Ousmane Diarra ist Romanautor, Erzähler und Poet. In seiner Heimat hat er eine ganze Reihe von Büchern für Kinder und Jugendliche veröffentlicht. Foto: Les Francophonies en Limousin

Von Ousmane Diarra
Dass es so etwas wie Unabhängigkeit gibt, habe ich zum ersten Mal bemerkt, als ich noch nicht zur Schule ging. Ich war Viehhirte und ging hinter den Tieren her, als plötzlich von irgendwo die Nationalhymne auf Französisch erklang. Die Musik kam aus einem Radio, von jemandem, der auf dem Fahrrad vorbeifuhr. Das Lied erschien mir zunächst sehr eigenartig, aber dann habe ich mich ein wenig inspirieren lassen und fing zu brummen an: „Tklo, tkla, matékalolao, tklo, tkla, matékalolalo.“ All das hatte natürlich keinerlei Bedeutung; es war nur Lautmalerei, die Nachahmung eines Kindes.

* * * *

Aufgabe A – Fassen Sie den Absatz des Lesetexts, der mit „Dass es so etwas wie Unabhängigkeit gibt“ beginnt, als knappe Stichpunktliste zusammen, ohne seine wesentlichen Fakten auszulassen.
Aufgabe B – Schreiben Sie einen Ausschnitt des Lesetexts neu, der mit den Worten „Ousmane Diarra ist“ einsetzt und nach „Nachahmung eines Kindes.“ endet, wobei „Fahrrad“ durch „Moped“ zu ersetzen ist.
Stützen Sie sich ausschließlich auf den Lesetext.

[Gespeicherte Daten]
* * * *

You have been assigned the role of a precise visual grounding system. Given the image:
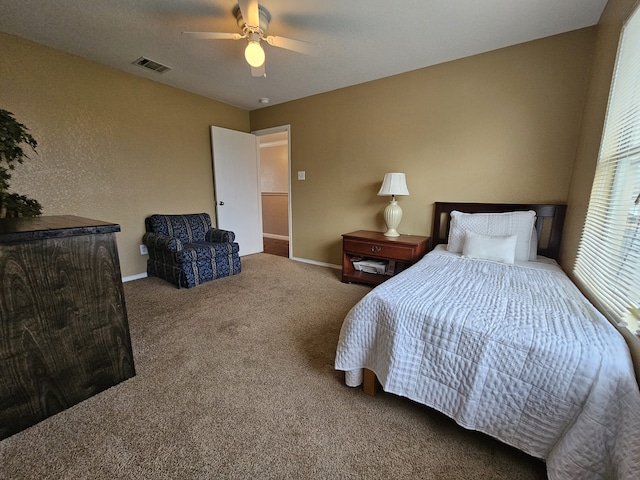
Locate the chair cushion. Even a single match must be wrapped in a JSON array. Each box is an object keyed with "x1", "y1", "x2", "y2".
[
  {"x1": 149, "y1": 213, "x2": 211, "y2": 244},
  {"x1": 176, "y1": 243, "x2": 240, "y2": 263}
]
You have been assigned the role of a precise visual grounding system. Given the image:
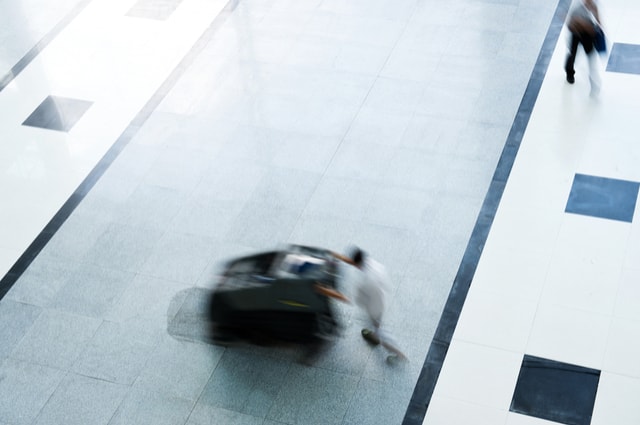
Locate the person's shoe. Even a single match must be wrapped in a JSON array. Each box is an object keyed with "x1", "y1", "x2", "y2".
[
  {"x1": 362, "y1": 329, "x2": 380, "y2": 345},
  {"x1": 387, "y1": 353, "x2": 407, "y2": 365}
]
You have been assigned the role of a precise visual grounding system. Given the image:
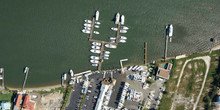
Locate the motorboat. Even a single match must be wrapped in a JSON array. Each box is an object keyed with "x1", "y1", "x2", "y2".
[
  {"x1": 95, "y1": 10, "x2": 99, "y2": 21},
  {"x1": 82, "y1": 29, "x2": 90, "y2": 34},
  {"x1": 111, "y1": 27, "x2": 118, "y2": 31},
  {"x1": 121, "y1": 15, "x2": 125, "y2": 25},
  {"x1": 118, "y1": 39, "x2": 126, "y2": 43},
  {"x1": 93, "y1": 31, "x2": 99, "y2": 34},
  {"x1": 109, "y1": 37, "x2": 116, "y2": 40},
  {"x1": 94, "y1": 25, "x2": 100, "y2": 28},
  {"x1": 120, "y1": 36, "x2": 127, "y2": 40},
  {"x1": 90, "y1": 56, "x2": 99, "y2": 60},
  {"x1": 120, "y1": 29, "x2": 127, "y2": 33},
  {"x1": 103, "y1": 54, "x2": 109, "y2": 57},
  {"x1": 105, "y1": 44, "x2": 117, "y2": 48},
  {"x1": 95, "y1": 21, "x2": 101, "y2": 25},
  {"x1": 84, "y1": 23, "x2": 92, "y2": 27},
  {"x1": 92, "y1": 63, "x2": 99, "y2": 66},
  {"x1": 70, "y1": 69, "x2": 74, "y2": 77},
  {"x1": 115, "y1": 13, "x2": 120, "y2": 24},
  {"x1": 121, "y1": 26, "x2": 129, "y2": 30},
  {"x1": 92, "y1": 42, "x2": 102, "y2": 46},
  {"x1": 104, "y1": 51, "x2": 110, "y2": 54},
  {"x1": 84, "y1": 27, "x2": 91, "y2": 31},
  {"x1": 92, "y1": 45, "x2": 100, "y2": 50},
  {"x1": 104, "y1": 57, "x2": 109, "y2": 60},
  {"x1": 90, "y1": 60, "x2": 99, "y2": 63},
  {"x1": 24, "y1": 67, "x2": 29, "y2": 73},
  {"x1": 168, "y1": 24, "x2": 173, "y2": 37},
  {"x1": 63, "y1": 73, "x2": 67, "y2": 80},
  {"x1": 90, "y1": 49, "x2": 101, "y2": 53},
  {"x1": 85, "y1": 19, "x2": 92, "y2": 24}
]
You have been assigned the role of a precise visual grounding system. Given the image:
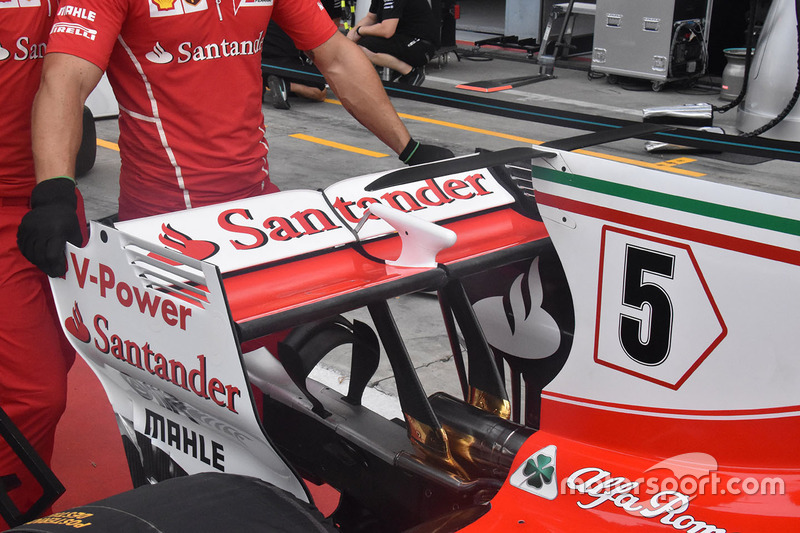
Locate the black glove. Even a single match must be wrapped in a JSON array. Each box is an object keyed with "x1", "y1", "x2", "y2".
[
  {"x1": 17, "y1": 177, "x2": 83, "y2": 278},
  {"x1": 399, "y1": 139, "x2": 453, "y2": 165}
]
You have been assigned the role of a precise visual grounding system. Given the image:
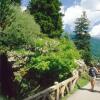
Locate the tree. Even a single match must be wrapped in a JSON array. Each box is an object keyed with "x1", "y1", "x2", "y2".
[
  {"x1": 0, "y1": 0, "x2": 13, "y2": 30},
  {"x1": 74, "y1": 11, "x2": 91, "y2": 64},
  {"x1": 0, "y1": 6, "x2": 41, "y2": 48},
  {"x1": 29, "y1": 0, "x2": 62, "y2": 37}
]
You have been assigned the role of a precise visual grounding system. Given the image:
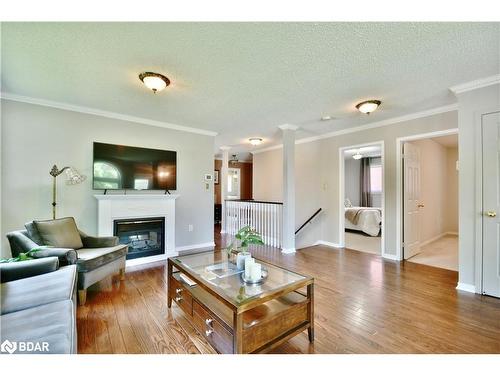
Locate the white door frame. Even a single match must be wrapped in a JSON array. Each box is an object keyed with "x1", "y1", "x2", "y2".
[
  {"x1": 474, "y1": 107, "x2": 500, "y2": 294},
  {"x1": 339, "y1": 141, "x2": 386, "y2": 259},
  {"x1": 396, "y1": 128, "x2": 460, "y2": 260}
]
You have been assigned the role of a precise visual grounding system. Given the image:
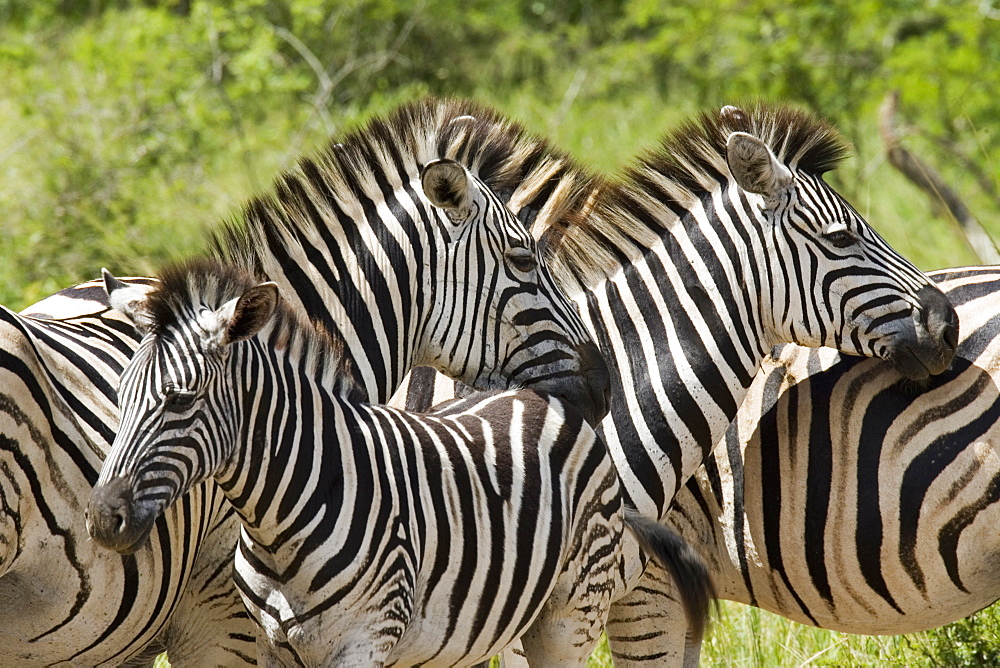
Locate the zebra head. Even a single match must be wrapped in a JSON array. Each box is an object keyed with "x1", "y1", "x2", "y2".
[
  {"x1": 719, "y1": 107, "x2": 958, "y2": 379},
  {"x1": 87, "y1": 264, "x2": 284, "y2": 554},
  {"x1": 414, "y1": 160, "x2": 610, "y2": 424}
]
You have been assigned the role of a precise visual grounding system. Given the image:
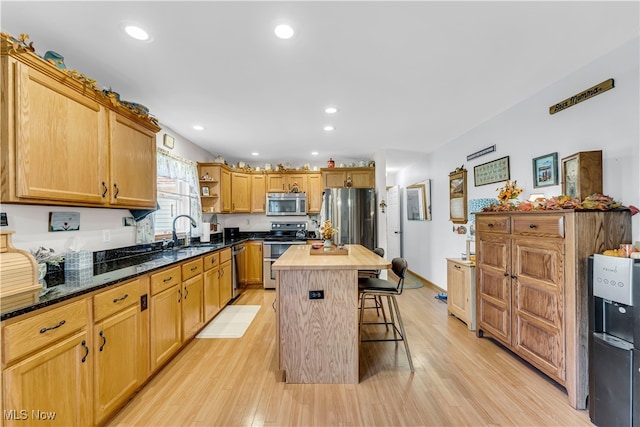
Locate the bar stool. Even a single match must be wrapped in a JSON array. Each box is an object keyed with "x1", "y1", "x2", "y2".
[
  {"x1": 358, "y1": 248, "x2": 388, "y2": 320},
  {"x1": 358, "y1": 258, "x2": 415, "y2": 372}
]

* * * *

Ergebnis A –
- Erste Wahrnehmung der Unabhängigkeit noch vor der Schulzeit
- Beim Viehhüten plötzlich die Nationalhymne auf Französisch gehört
- Musik aus dem Radio eines vorbeifahrenden Radfahrers
- Lied zunächst als sehr eigenartig empfunden, dann inspiriert mitgebrummt: „Tklo, tkla, matékalolao, tklo, tkla, matékalolalo.“
- Ohne jede Bedeutung, nur Lautmalerei als kindliche Nachahmung

Ergebnis B –
Ousmane Diarra ist Romanautor, Erzähler und Poet. In seiner Heimat hat er eine ganze Reihe von Büchern für Kinder und Jugendliche veröffentlicht. Foto: Les Francophonies en Limousin

Von Ousmane Diarra
Dass es so etwas wie Unabhängigkeit gibt, habe ich zum ersten Mal bemerkt, als ich noch nicht zur Schule ging. Ich war Viehhirte und ging hinter den Tieren her, als plötzlich von irgendwo die Nationalhymne auf Französisch erklang. Die Musik kam aus einem Radio, von jemandem, der auf dem Moped vorbeifuhr. Das Lied erschien mir zunächst sehr eigenartig, aber dann habe ich mich ein wenig inspirieren lassen und fing zu brummen an: „Tklo, tkla, matékalolao, tklo, tkla, matékalolalo.“ All das hatte natürlich keinerlei Bedeutung; es war nur Lautmalerei, die Nachahmung eines Kindes.